### Work instructions:
(a) Please write out the mouse-weight sampling exercise word for word, starting at "averages[i] = mean(X)" and ending at "hist(averages50)".
(b) Extend the mouse-weight sampling exercise from the point where it stops.

### Document text:
....................
For these exercises, we will be using the following dataset:

library(downloader) 
url <- "https://raw.githubusercontent.com/genomicsclass/dagdata/master/inst/extdata/femaleControlsPopulation.csv"
filename <- basename(url)
download(url, destfile=filename)
x <- unlist( read.csv(filename) )

Here x represents the weights for the entire population.

Using the same process as before (in Null Distribution Exercises), set the seed at 1, then using a for-loop take a random sample of 5 mice 1,000 times. Save these averages. After that, set the seed at 1, then using a for-loop take a random sample of 50 mice 1,000 times. Save these averages.

f <- function(n,a){
  averages <- vector("numeric",n)
  for(i in 1:n){
    X = sample(x,a)
    averages[i] = mean(X)
  }
  averages
}
set.seed(1)
averages5 = f(1000, 5)
set.seed(1)
averages50 = f(1000, 50)

Divide the plot area into 2 to have histogram in same plot

par(mfrow = c(1,2))
hist(averages5)
hist(averages50)

#sum(between(averages50, 23, 25))

Now ask the same question of a normal distribution with average 23.9 and standard deviation 0.43. pnorm(Z2) - pnrom(Z1) Z1 = (23-23.9)/0.43

pnorm((25-23.9)/0.43) - pnorm((23 - 23.9)/0.43)
## [1] 0.9765648
library(downloader) 
library(dplyr)
## 
## Attaching package: 'dplyr'
## The following objects are masked from 'package:stats':
## 
##     filter, lag
## The following objects are masked from 'package:base':
## 
##     intersect, setdiff, setequal, union
library(knitr)
....................
Data drawn from a collection:
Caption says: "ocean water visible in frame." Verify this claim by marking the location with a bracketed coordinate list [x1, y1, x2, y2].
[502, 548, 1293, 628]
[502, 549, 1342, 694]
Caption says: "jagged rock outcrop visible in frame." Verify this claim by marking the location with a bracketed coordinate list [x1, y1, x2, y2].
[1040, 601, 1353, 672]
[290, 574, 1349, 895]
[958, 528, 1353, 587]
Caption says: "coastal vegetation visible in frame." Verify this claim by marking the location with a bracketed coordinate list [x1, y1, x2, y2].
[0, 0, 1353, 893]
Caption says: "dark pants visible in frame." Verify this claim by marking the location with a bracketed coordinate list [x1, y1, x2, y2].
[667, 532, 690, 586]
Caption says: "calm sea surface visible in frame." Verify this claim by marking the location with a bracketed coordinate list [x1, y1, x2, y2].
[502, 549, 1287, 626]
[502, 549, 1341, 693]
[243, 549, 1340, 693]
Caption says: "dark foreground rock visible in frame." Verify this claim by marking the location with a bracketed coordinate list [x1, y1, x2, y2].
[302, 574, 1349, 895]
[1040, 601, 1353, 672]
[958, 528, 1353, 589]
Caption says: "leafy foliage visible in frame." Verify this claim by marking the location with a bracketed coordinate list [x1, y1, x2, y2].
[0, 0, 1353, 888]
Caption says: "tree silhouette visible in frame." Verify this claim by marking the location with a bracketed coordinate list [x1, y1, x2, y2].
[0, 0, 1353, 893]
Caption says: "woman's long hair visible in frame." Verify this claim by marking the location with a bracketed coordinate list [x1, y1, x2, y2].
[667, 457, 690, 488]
....................
### Outputs in order:
(a)
averages[i] = mean(X)
  }
  averages
}
set.seed(1)
averages5 = f(1000, 5)
set.seed(1)
averages50 = f(1000, 50)

Divide the plot area into 2 to have histogram in same plot

par(mfrow = c(1,2))
hist(averages5)
hist(averages50)

(b)
url <- "https://raw.githubusercontent.com/genomicsclass/dagdata/master/inst/extdata/mice_pheno.csv"
filename <- basename(url)
download(url, destfile=filename)
dat <- read.csv(filename) 
#We will remove the lines that contain missing values:

dat <- na.omit(dat)

Use dplyr to create a vector x with the body weight of all males on the control (chow) diet. What is this population’s average?

x <- filter(dat, Sex == "M" & Diet == "chow") %>% select(Bodyweight) %>% unlist

library(rafalib)
xBar = mean(x)
#Now use the rafalib package and use the popsd function to compute the population standard deviation.
xSigma = popsd(x)
#Set the seed at 1. Take a random sample X of size 25 from x. What is the sample average?
set.seed(1)
X = mean(sample(x, 25))

Use dplyr to create a vector y with the body weight of all males on the high fat hf) diet. What is this population’s average?

y <- filter(dat, Sex == "M" & Diet == "hf") %>% select(Bodyweight) %>% unlist
yBar = mean(y)
#population standard deviation
ySigma = popsd(y)
#mean sample average
set.seed(1)
Y = mean(sample(y,25))

Absolute difference betweeen population mean and sample mean

a <- yBar - xBar
b = Y - X
abs(a)-abs(b)
## [1] 1.211716

Repeat the above for females. Make sure to set the seed to 1 before each sample call.

fx = filter(dat, Sex == "F" & Diet == "chow") %>% select(Bodyweight) %>% unlist
fxBar = mean(fx)
fxsigma = popsd(fx)
set.seed(1)
fX = mean(sample(fx,25))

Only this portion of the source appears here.